#### RECORDS TO USE ####
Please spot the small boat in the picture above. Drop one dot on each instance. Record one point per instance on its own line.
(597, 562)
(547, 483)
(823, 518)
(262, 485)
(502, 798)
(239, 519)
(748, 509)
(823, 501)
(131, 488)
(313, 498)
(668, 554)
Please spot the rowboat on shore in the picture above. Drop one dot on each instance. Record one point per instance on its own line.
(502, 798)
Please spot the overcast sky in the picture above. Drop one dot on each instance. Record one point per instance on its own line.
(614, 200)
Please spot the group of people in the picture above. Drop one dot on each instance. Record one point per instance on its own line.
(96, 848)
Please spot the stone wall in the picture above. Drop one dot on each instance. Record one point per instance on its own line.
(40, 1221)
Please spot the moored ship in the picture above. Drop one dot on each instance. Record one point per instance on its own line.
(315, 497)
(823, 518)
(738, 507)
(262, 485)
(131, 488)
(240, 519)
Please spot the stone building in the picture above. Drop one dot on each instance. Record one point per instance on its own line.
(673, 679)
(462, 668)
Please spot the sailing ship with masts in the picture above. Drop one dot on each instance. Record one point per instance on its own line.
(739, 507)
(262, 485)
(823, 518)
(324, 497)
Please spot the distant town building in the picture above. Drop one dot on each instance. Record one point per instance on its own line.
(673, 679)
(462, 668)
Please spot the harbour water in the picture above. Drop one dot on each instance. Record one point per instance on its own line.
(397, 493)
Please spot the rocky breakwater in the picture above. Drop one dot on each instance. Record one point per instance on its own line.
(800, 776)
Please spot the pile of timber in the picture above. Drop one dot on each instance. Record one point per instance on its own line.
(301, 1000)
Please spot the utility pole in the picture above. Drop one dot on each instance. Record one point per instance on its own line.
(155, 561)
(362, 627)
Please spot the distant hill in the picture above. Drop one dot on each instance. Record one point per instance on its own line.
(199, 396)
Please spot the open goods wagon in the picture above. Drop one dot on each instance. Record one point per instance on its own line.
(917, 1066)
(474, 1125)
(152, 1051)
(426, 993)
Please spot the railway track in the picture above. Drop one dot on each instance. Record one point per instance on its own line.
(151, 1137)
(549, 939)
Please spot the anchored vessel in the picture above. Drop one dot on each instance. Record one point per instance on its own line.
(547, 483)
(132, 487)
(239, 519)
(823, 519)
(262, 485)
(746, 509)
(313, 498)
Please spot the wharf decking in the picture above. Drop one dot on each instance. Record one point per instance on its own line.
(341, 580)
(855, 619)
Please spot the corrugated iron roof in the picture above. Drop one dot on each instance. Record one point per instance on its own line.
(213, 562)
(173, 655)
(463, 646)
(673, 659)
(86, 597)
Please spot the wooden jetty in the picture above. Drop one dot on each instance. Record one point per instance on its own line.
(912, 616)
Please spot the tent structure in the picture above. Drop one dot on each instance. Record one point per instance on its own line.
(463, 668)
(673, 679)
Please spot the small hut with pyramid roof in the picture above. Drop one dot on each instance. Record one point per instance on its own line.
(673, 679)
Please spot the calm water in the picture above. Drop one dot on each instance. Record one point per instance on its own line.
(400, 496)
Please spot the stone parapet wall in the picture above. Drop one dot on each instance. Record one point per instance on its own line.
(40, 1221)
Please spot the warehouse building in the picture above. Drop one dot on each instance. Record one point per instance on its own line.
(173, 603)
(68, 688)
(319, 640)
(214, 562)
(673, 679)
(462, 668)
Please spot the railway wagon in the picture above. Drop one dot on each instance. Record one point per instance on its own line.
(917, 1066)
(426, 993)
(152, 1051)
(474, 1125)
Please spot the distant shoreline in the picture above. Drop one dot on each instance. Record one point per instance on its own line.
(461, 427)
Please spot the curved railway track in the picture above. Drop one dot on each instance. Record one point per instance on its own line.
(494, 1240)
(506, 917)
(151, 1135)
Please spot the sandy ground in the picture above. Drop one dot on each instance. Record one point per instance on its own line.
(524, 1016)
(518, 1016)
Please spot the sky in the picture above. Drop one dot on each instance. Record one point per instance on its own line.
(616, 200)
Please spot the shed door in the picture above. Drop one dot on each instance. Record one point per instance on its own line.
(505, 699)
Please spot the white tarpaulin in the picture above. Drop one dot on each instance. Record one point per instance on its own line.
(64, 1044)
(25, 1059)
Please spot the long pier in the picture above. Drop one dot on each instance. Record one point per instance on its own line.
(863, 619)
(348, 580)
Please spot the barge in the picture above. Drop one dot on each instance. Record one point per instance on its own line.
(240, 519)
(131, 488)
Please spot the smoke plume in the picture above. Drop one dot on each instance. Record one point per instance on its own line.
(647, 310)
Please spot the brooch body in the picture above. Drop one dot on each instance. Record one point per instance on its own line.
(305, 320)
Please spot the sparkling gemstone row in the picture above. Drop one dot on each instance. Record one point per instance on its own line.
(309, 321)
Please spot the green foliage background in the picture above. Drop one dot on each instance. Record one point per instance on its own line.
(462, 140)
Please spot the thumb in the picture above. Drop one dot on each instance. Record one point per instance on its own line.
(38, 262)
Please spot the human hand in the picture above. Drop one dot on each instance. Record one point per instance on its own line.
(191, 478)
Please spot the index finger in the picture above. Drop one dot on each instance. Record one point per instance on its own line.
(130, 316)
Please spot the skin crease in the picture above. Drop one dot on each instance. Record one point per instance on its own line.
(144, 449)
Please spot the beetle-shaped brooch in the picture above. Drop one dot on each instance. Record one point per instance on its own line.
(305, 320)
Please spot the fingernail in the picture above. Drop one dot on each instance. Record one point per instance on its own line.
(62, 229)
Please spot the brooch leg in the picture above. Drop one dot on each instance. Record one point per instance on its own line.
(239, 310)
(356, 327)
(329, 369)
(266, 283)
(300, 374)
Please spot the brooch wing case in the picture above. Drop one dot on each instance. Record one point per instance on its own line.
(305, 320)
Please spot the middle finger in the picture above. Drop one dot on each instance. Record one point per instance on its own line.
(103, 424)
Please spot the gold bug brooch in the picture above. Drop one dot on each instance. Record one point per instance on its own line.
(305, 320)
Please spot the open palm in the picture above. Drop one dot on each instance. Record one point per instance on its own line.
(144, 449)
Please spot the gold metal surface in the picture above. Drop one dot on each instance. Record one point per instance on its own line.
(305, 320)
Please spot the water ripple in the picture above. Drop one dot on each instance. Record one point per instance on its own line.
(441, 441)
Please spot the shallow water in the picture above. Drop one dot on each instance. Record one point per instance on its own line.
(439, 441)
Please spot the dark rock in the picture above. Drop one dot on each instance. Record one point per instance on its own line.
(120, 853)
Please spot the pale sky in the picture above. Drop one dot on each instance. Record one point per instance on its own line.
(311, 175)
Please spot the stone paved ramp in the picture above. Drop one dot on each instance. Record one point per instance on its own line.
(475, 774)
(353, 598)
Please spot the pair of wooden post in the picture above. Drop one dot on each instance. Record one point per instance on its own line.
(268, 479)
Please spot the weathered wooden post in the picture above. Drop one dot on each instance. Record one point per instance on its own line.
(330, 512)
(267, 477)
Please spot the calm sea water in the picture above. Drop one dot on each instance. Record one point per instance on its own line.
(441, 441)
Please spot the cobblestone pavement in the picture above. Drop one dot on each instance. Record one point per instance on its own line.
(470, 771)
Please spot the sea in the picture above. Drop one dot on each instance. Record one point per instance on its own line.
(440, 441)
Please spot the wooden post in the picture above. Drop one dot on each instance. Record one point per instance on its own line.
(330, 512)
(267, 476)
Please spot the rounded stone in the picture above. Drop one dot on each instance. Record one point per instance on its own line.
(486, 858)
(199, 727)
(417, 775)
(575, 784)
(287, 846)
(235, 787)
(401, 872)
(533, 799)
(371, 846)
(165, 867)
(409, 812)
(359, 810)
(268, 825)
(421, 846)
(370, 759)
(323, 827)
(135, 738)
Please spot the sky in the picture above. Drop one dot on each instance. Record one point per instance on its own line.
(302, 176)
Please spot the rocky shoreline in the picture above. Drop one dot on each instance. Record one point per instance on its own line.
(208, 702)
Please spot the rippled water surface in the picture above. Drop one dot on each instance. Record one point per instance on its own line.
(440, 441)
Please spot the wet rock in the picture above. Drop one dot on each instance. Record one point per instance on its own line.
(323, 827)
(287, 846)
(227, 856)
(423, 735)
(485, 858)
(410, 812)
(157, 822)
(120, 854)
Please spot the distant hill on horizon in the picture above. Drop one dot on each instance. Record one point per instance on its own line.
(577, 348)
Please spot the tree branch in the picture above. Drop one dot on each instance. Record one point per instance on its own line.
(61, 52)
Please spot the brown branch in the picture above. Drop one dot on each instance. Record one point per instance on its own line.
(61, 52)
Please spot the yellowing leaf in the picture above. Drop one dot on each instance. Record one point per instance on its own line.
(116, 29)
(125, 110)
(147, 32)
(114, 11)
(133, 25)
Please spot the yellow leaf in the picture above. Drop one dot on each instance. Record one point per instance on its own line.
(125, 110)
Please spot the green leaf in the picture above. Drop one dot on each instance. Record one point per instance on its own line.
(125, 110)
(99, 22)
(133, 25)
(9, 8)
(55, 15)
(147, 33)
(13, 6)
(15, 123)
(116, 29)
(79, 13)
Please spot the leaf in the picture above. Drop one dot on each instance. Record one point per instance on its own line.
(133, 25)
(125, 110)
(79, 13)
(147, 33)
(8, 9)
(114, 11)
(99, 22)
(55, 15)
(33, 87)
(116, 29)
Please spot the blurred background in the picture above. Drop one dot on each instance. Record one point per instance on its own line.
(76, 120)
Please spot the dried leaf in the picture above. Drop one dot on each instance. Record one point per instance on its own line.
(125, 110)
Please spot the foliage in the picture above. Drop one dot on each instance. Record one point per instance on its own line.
####
Set down exactly what runs from the line with "Please spot the brown" to the last line of the data above, including both of those lines and no others.

§ **TASK RESULT**:
Please spot the brown branch in the picture above. Drop one dot on each instance. Record one point per instance on its own line.
(61, 52)
Please spot the yellowing leaf in the picture above. Drop one dot on each instance. Record one point per instance on its own line.
(116, 29)
(125, 110)
(147, 32)
(114, 11)
(133, 25)
Please spot the yellow leaf in the picture above. Drop one dot on each instance. Record one point per instance on its own line.
(125, 110)
Please spot the green leaf in the picture above. Drop one dot on each instance. Record one point per instance on its own line.
(125, 110)
(99, 22)
(133, 25)
(9, 8)
(55, 15)
(147, 33)
(13, 6)
(15, 123)
(116, 29)
(79, 13)
Please spot the leaf in the picture above. Drop one dot on each instance. Record one point per instance on its own line.
(133, 25)
(125, 110)
(79, 13)
(147, 33)
(8, 9)
(114, 11)
(99, 22)
(55, 15)
(33, 87)
(116, 29)
Please spot the blurred background in the picture above. Drop one dot on each instance. Record one point per instance on its own line.
(76, 120)
Please spot the dried leaf in the picture above. Drop one dot on each instance. Record one point per instance on its own line.
(125, 110)
Please spot the foliage in the picture above. Drop one dot on each instance. Record one point per instance on its own line.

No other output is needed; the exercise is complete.